(Records from a data collection)

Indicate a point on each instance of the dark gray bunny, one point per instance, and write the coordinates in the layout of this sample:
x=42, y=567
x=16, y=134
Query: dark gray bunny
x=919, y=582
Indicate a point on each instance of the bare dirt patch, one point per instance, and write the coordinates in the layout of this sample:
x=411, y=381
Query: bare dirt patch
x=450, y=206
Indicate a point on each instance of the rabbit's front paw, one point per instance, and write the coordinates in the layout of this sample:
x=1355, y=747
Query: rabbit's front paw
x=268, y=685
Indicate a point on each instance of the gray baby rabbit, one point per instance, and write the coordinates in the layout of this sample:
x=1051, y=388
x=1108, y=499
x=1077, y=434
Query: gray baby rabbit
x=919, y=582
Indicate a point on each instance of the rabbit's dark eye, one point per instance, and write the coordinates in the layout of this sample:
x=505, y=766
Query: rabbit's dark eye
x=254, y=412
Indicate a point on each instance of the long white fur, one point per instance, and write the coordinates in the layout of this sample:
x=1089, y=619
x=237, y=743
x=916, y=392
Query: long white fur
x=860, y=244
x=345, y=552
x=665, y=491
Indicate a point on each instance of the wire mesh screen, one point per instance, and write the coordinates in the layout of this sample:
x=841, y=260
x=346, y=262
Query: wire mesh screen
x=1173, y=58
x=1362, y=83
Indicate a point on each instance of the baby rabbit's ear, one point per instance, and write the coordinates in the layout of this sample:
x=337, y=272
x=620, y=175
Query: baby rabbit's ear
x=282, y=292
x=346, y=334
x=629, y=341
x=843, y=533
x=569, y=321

* * *

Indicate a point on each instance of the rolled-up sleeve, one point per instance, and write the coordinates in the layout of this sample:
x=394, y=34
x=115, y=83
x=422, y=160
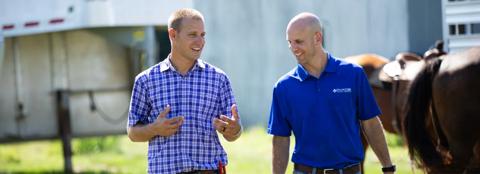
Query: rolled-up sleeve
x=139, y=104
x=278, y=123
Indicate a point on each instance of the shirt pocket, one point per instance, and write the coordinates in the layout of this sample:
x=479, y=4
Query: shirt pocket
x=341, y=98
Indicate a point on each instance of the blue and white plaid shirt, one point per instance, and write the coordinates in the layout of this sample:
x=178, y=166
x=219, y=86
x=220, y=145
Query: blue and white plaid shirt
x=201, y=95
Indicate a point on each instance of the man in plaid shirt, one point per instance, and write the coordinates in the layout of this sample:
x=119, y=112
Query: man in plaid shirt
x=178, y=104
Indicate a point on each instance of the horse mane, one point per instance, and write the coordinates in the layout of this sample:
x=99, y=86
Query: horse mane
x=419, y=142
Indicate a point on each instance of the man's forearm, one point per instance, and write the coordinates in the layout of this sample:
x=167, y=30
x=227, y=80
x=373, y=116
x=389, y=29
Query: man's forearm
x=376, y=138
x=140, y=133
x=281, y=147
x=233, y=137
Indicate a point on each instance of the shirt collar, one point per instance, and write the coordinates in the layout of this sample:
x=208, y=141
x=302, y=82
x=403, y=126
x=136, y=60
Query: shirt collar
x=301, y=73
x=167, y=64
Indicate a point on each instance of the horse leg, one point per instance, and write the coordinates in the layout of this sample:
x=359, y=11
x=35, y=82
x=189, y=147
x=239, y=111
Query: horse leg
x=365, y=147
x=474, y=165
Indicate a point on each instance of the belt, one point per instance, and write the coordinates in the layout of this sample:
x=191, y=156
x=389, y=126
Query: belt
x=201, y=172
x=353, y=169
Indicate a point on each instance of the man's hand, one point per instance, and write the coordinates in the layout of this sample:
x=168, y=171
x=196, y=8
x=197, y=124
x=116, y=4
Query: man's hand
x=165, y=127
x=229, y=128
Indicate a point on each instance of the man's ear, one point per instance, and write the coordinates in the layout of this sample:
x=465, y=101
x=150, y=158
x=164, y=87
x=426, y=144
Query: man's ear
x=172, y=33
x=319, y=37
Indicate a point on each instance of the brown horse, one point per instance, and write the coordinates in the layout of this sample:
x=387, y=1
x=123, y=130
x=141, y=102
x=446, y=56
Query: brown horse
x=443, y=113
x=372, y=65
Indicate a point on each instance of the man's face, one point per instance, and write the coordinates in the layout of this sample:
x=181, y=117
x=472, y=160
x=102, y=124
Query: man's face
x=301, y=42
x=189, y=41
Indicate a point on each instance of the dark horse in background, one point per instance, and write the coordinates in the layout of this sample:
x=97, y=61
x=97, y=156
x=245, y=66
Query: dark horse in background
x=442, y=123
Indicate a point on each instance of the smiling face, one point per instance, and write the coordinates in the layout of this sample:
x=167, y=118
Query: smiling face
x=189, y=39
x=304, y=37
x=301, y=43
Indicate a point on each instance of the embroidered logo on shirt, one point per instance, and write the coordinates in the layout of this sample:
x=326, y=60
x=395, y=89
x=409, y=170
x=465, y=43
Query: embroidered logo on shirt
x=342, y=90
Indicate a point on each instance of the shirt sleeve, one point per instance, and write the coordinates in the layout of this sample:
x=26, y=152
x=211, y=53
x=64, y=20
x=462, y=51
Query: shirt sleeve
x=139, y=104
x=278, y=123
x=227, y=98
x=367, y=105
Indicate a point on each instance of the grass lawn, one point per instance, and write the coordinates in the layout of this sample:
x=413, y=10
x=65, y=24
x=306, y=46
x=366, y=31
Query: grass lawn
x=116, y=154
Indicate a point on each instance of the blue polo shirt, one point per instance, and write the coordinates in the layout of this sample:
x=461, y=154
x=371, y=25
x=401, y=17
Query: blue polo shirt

■ **WHAT IS NEEDED**:
Copy out each line of the entries that holds "polo".

■ **ANSWER**:
Indicate a point on each instance of the blue polo shirt, one point per instance, and write the coordinates in the layout of this sample:
Query: blue polo shirt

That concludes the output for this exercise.